» **Written request**: Starting at the line with "Phrase -- church spire", copy each line through the last one below exactly as written, without any pictures.
——————
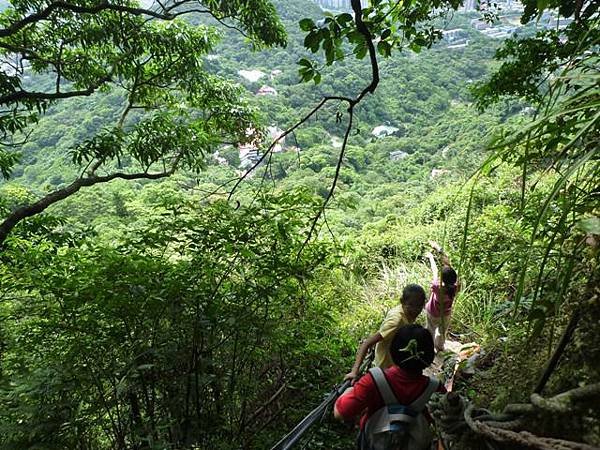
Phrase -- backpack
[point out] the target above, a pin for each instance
(396, 426)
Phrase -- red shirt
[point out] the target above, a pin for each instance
(365, 397)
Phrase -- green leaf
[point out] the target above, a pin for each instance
(307, 24)
(590, 225)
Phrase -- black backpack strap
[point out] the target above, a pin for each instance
(384, 387)
(419, 404)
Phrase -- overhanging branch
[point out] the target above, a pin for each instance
(35, 208)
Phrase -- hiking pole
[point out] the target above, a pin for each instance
(292, 438)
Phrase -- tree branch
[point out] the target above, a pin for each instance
(27, 95)
(15, 27)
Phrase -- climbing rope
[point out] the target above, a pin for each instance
(294, 436)
(456, 418)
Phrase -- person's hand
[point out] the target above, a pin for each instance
(352, 376)
(437, 247)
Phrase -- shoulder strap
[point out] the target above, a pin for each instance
(384, 387)
(419, 404)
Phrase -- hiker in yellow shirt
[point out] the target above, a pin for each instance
(411, 305)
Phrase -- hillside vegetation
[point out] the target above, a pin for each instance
(172, 282)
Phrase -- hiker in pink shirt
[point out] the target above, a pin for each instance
(443, 293)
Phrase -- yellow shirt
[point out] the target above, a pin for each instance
(394, 319)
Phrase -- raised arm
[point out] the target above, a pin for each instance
(361, 354)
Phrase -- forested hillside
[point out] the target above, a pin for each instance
(206, 208)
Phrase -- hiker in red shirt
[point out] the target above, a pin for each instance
(412, 351)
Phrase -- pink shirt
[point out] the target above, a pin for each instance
(433, 306)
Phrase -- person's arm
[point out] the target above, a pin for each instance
(362, 353)
(433, 266)
(445, 260)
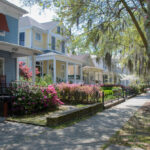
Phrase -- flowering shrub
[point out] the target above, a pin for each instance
(25, 71)
(31, 99)
(75, 93)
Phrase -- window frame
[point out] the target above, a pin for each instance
(20, 40)
(58, 31)
(3, 59)
(62, 71)
(53, 48)
(63, 46)
(37, 33)
(2, 33)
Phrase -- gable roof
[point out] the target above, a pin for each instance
(30, 22)
(50, 25)
(85, 58)
(22, 11)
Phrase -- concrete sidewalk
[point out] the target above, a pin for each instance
(90, 134)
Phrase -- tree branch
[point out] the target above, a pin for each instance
(135, 23)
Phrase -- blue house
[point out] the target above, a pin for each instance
(10, 50)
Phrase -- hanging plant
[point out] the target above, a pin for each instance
(130, 65)
(108, 60)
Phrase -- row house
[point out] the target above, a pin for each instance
(9, 48)
(50, 39)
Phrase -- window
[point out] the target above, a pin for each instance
(62, 71)
(58, 29)
(63, 46)
(38, 36)
(2, 33)
(22, 38)
(1, 66)
(53, 43)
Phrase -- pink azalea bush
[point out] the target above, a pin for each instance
(76, 93)
(25, 71)
(31, 99)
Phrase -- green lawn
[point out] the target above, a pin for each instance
(136, 132)
(40, 118)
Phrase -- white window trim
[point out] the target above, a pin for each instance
(62, 70)
(2, 33)
(40, 36)
(1, 58)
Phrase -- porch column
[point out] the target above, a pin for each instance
(54, 68)
(47, 67)
(48, 47)
(33, 69)
(89, 78)
(74, 73)
(17, 69)
(66, 72)
(31, 38)
(42, 68)
(81, 73)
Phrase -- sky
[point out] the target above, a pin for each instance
(35, 12)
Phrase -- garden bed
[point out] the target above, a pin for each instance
(72, 115)
(40, 118)
(135, 133)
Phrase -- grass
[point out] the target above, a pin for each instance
(136, 132)
(40, 118)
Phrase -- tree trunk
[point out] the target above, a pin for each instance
(147, 27)
(136, 23)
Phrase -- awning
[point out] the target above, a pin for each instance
(3, 23)
(17, 50)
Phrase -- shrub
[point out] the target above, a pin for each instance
(117, 90)
(76, 93)
(25, 71)
(45, 81)
(31, 99)
(108, 92)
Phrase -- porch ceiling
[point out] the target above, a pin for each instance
(17, 50)
(89, 69)
(58, 57)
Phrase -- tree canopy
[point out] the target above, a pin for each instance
(120, 27)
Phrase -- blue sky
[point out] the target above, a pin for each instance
(36, 13)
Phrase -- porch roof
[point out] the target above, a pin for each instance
(51, 56)
(17, 50)
(89, 68)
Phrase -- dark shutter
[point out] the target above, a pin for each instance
(22, 38)
(53, 43)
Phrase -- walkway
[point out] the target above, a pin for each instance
(90, 134)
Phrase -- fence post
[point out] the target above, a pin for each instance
(124, 97)
(103, 99)
(5, 105)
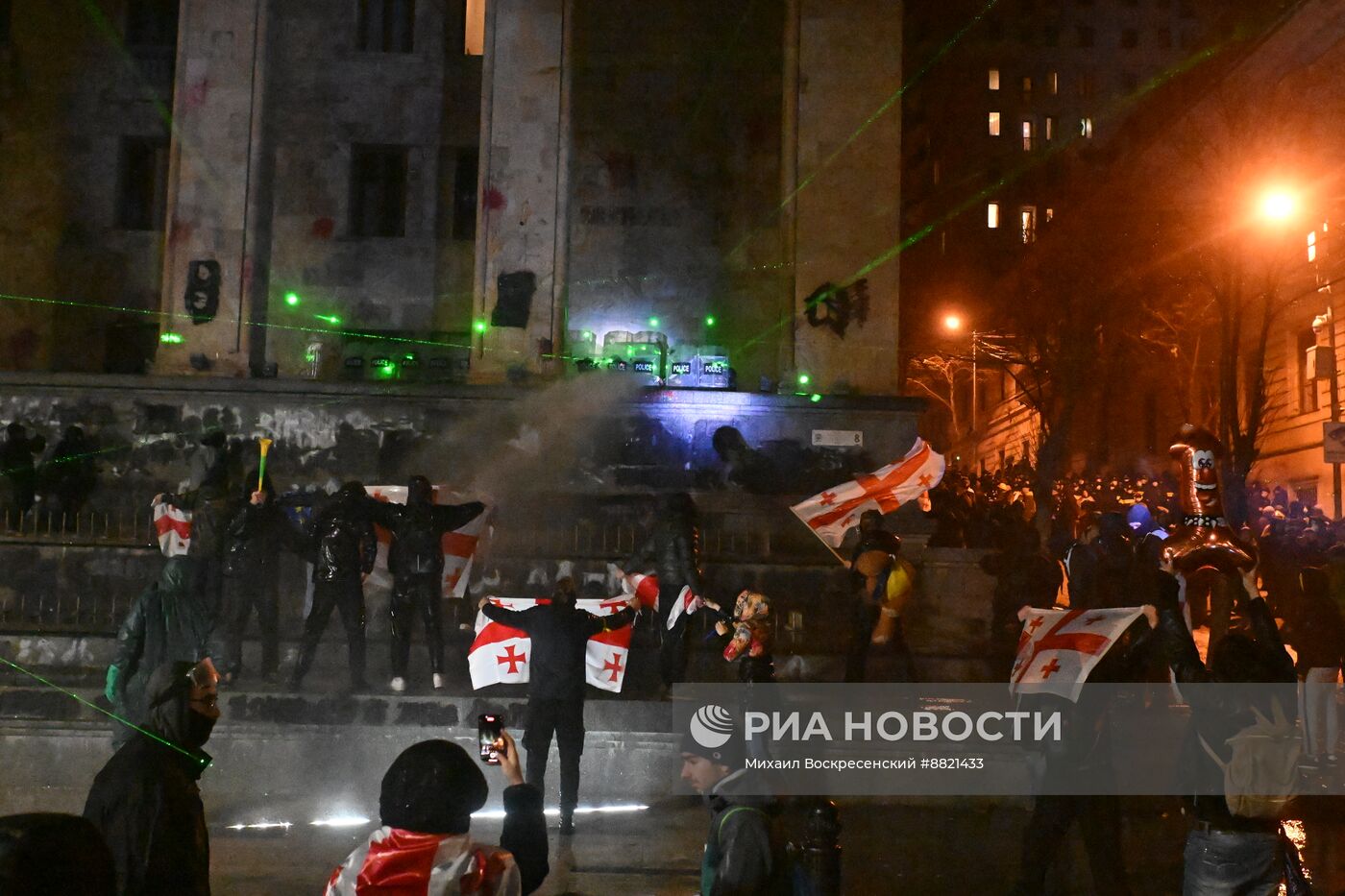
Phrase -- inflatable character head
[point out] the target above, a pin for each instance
(1204, 539)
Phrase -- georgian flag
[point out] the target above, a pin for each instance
(688, 601)
(501, 653)
(831, 513)
(459, 545)
(172, 525)
(1059, 647)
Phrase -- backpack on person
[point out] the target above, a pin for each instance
(1261, 777)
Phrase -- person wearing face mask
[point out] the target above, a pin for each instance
(145, 801)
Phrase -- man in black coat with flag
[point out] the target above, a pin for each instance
(416, 560)
(560, 634)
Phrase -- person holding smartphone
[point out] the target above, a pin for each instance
(424, 845)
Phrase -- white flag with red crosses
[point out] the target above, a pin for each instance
(836, 510)
(501, 653)
(1059, 647)
(172, 526)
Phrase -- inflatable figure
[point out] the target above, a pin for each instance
(1204, 539)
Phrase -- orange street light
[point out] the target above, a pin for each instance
(1278, 205)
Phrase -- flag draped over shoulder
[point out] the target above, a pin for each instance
(501, 654)
(1059, 647)
(833, 512)
(172, 526)
(459, 545)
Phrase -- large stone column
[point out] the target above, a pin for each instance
(847, 201)
(212, 213)
(521, 227)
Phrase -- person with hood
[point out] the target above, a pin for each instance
(16, 453)
(672, 552)
(742, 856)
(145, 801)
(70, 473)
(416, 560)
(167, 623)
(253, 540)
(426, 806)
(54, 855)
(1318, 635)
(343, 546)
(560, 634)
(1226, 853)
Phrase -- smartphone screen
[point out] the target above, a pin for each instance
(487, 732)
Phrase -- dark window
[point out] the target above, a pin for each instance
(385, 26)
(143, 183)
(1308, 395)
(152, 23)
(379, 191)
(464, 194)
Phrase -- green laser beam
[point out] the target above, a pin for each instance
(195, 758)
(868, 123)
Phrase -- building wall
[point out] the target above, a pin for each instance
(61, 238)
(849, 194)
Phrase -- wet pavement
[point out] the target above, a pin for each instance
(928, 849)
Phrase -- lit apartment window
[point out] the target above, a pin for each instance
(474, 33)
(385, 26)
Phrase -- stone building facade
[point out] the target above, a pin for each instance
(340, 173)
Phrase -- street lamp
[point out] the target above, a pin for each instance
(1280, 206)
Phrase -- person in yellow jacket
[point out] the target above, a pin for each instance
(887, 584)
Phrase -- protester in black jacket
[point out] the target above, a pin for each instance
(672, 552)
(416, 560)
(16, 465)
(426, 805)
(253, 540)
(1226, 852)
(343, 544)
(742, 855)
(145, 801)
(167, 623)
(560, 634)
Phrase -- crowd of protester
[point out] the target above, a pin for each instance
(1105, 550)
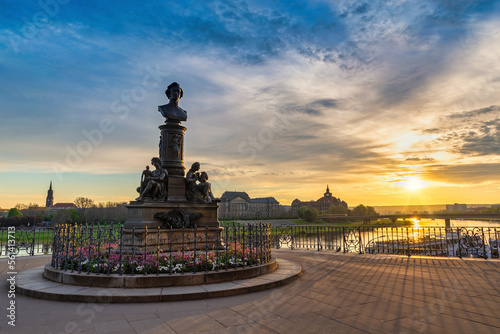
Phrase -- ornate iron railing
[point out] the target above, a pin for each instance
(423, 241)
(118, 250)
(26, 240)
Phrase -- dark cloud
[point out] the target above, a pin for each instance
(463, 174)
(474, 113)
(419, 160)
(315, 108)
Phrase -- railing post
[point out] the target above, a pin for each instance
(343, 238)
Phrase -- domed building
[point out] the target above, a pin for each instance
(322, 204)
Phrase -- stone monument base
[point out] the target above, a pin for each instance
(143, 233)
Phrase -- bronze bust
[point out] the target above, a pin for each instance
(172, 111)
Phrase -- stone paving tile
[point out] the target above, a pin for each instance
(23, 328)
(371, 325)
(173, 314)
(71, 325)
(151, 326)
(139, 316)
(228, 317)
(285, 326)
(193, 324)
(320, 324)
(251, 328)
(115, 326)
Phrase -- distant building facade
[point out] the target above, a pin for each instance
(322, 204)
(49, 202)
(238, 204)
(456, 207)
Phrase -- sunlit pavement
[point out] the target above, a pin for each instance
(337, 293)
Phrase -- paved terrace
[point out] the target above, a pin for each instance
(337, 293)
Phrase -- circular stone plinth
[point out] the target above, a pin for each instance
(32, 283)
(157, 281)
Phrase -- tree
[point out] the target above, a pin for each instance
(338, 209)
(66, 216)
(21, 206)
(14, 212)
(83, 203)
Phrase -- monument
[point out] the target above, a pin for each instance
(171, 204)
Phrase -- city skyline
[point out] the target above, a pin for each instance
(387, 103)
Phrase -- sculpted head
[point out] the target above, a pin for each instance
(155, 161)
(174, 91)
(195, 166)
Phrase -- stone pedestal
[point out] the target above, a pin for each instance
(142, 232)
(171, 156)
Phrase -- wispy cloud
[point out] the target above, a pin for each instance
(278, 94)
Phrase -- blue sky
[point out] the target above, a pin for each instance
(387, 102)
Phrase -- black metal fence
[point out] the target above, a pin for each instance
(26, 240)
(423, 241)
(105, 250)
(65, 241)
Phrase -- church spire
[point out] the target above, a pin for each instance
(328, 193)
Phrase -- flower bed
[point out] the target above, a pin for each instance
(108, 259)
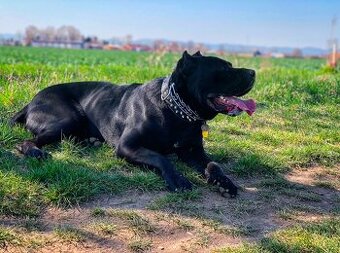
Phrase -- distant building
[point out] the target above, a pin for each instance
(278, 55)
(58, 44)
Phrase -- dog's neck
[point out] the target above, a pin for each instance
(176, 104)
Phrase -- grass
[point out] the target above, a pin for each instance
(297, 124)
(68, 233)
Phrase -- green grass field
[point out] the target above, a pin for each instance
(286, 159)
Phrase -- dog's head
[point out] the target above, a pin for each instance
(211, 85)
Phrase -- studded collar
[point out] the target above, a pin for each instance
(175, 103)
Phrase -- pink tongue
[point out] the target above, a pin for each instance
(249, 106)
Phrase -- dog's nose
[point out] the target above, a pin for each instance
(251, 72)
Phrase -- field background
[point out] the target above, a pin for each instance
(286, 159)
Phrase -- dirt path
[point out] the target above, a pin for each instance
(136, 221)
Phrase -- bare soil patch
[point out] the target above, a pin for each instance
(125, 222)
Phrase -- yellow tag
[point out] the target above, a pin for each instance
(205, 134)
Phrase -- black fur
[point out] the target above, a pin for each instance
(134, 119)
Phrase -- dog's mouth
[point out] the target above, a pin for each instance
(232, 105)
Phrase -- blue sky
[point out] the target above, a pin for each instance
——————
» **Task solution**:
Phrase -- church spire
[point out] the target above, a pin for each instance
(328, 193)
Phrase -- flower bed
[point out] the target above, a pin for each instance
(108, 259)
Phrase -- distant building
[point out] the target above, a pin for each instance
(278, 55)
(58, 44)
Phrase -- dog's neck
[point out] the target above, a pin for each instance
(176, 104)
Phrase -- grass
[point out] the target above, a pin for each instance
(297, 124)
(68, 233)
Phrase -- green grass field
[point out] the target above, a pin for each instance
(286, 159)
Phrase -- dog's head
[point out] the target above, a pin for each instance
(211, 85)
Phrase -- studded collar
[point out] the target above, a pin for each instance
(175, 103)
Phrase -- pink tongue
[point out] the target above, a pin for each instance
(249, 106)
Phrase -- dog's nose
[point out] the target above, a pin for each instance
(251, 72)
Phrase -- field background
[point out] the target above, a pin for each instance
(286, 159)
Phrase -- dirt path
[point out] the target above, a pin for each instance
(136, 221)
Phrase -- bare soil patch
[point out] the target above, a pin for each instance
(125, 222)
Phrase -- yellow tag
[point out] the target above, a pin for each instance
(205, 134)
Phrase -- black fur
[point out] the target above, a pin for each instance
(134, 119)
Phrase -- dog's mouth
[point out] the target above, a pin for each instance
(232, 105)
Phrase -- blue sky
[point out] the target above, a pin for each instance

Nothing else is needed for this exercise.